Brief: Reproduce the material that follows exactly, with no line left out.

Available data:
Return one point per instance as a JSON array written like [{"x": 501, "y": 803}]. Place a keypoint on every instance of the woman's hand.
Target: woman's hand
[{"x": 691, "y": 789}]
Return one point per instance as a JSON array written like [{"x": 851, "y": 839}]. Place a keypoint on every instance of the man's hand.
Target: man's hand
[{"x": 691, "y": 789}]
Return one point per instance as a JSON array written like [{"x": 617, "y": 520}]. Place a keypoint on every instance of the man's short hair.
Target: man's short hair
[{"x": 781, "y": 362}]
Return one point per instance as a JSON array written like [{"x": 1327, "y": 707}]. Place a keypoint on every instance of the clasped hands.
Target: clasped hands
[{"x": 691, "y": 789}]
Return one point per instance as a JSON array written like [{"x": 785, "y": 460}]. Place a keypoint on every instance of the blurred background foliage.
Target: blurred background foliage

Exercise response:
Return one point per instance as a JSON array written like [{"x": 501, "y": 803}]. Place a keypoint on every instance of the woman's hand.
Target: woman's hand
[{"x": 691, "y": 789}]
Return one point per instance as a JSON array written like [{"x": 851, "y": 839}]. Place a keypoint on every instance of the man's hand.
Target: man's hand
[{"x": 691, "y": 789}]
Return one point per instance as a JSON array written like [{"x": 617, "y": 520}]. Place a keypoint on every instance of the man's short hair.
Target: man's short hair
[{"x": 781, "y": 362}]
Return one point per instance as a JSON array written like [{"x": 1327, "y": 707}]. Place a keypoint on every instance of the clasped hands.
Target: clasped hands
[{"x": 691, "y": 789}]
Return one point per instance as a JSON array written like [{"x": 785, "y": 460}]. Place a keypoint on every instance of the blurred background foliage.
Target: blurred background foliage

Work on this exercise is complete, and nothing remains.